• [Data supplied]
## start
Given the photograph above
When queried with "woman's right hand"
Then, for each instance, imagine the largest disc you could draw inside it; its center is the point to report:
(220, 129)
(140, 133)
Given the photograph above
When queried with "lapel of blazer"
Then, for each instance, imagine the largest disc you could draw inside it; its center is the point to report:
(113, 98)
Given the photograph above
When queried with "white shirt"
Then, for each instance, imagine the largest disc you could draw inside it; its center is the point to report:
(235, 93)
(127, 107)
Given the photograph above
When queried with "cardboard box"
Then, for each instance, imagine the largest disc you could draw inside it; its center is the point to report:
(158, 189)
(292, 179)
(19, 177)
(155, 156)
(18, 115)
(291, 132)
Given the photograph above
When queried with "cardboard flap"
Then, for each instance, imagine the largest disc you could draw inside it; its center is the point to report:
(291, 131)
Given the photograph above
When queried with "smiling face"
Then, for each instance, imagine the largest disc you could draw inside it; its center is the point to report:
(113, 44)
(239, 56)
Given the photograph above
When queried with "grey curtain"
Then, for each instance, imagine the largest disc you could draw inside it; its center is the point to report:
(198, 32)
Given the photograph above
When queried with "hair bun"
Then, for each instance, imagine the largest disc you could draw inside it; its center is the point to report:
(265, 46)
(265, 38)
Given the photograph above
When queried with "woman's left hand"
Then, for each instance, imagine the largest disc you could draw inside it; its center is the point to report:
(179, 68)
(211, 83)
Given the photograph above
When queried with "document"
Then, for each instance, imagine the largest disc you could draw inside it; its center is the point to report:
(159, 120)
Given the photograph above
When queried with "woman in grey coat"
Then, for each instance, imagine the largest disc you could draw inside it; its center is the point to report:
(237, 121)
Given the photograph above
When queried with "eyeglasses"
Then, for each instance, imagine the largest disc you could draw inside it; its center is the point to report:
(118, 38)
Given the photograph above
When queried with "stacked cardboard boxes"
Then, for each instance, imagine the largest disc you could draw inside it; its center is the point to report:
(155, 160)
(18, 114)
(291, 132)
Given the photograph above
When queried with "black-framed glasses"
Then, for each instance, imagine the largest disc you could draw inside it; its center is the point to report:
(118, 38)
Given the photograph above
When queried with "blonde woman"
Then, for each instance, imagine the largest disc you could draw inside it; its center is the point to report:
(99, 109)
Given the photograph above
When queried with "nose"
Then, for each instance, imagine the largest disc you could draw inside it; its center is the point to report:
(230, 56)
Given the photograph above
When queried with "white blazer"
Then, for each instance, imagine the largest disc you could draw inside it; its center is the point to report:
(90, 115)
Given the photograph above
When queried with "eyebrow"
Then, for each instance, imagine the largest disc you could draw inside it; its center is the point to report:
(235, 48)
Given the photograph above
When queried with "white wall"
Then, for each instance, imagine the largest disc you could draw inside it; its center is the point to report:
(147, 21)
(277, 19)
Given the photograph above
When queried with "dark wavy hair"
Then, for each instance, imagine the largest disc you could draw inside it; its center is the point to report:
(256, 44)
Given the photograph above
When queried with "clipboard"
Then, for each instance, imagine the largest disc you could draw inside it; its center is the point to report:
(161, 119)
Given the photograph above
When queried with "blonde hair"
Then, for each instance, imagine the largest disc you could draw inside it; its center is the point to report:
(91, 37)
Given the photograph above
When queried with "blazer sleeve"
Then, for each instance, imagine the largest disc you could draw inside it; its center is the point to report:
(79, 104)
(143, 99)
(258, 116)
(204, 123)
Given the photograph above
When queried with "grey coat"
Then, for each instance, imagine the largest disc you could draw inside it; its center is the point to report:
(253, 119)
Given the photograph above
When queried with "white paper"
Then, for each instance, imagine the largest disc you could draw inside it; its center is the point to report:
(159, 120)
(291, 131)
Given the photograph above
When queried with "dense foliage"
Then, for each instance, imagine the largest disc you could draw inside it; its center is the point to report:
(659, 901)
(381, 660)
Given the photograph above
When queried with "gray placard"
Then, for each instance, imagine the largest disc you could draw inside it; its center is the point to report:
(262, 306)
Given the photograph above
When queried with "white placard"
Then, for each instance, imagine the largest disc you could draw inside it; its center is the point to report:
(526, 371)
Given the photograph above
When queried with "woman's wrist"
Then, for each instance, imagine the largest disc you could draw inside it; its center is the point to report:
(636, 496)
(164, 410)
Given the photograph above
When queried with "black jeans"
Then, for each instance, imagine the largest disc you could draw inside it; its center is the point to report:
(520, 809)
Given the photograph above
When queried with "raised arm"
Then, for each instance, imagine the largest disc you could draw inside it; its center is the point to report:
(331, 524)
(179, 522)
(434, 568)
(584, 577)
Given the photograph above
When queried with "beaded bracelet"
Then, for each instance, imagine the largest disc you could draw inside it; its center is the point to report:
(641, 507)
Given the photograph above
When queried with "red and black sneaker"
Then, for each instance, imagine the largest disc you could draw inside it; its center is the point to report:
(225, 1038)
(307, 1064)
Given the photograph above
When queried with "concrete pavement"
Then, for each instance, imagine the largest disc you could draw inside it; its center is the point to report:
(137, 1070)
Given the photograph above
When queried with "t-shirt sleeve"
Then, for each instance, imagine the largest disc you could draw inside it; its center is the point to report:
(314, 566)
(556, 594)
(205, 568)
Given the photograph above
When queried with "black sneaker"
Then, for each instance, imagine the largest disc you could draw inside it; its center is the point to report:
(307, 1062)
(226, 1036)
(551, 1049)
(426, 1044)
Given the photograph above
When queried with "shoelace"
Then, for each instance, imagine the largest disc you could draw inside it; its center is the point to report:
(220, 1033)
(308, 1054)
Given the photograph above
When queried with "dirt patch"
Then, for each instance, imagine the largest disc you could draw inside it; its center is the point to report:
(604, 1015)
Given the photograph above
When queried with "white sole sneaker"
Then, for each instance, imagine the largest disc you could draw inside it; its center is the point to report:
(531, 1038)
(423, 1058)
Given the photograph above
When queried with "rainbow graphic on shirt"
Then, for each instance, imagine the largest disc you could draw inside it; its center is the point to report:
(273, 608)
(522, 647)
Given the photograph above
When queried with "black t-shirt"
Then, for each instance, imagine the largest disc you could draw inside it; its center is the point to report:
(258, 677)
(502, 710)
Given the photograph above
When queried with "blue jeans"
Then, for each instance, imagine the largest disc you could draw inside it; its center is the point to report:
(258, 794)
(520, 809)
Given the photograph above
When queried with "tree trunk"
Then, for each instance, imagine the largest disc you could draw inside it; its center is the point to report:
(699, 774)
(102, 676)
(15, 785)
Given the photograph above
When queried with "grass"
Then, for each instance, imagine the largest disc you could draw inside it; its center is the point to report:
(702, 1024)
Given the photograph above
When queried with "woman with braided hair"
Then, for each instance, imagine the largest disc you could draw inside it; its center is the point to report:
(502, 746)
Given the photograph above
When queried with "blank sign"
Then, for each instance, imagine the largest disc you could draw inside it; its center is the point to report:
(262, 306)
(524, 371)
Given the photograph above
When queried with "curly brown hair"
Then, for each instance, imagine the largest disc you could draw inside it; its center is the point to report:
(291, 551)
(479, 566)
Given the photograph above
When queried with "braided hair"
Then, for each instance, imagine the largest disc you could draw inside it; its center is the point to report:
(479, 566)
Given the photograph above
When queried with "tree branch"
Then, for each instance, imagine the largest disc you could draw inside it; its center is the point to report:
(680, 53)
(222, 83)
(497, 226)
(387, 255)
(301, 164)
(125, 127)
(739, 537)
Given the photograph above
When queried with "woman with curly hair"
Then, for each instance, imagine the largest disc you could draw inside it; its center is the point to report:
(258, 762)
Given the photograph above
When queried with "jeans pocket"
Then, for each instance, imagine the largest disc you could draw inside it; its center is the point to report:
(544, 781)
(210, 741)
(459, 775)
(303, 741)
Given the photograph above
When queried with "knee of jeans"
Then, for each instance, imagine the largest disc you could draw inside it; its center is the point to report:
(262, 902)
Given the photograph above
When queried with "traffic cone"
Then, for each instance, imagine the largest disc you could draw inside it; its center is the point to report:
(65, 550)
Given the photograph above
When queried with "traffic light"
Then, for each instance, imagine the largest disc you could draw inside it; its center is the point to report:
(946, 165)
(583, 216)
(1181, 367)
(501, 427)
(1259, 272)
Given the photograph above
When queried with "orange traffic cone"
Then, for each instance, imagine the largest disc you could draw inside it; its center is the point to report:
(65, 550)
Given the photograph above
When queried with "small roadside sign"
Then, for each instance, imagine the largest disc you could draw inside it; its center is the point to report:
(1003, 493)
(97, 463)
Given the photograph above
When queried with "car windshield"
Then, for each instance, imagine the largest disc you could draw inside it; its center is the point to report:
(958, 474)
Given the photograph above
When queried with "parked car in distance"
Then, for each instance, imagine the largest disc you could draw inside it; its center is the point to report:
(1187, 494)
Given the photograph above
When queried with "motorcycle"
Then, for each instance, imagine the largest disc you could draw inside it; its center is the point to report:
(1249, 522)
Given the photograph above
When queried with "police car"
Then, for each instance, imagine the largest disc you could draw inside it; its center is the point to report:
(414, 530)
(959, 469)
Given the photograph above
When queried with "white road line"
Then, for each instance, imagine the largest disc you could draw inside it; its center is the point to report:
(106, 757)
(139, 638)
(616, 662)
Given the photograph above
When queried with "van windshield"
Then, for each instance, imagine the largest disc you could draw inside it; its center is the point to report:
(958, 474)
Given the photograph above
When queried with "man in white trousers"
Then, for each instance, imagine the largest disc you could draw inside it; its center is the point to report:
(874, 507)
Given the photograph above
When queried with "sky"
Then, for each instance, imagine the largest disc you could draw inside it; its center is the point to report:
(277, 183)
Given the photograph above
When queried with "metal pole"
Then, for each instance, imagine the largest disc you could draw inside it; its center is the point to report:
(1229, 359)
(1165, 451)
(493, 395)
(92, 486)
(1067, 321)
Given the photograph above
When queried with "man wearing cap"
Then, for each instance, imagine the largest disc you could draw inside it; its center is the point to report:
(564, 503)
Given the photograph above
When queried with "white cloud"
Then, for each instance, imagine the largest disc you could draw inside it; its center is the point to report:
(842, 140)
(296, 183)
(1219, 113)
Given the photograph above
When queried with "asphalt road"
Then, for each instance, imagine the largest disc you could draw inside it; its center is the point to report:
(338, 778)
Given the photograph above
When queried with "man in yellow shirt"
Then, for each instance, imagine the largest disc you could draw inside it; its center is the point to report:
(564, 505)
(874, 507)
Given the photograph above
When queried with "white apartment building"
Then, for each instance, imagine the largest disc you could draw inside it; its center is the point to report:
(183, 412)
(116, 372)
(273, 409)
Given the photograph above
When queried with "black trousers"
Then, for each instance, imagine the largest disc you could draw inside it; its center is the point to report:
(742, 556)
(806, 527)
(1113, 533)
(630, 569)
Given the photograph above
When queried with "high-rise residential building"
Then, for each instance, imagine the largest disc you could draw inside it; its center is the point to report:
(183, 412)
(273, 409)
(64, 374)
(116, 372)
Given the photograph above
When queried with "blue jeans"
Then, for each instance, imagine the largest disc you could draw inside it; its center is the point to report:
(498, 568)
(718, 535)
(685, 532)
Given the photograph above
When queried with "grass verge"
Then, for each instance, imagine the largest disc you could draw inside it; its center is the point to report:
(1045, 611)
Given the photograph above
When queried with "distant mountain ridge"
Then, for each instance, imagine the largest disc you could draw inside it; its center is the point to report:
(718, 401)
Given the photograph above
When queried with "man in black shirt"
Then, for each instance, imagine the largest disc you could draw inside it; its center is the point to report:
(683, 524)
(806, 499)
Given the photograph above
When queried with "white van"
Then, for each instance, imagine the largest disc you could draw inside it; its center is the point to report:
## end
Return each line of the records that contains the string "sneaker". Case counts.

When queried with "red and black sneaker"
When queried with "black sneaker"
When queried with "white sole sneaker"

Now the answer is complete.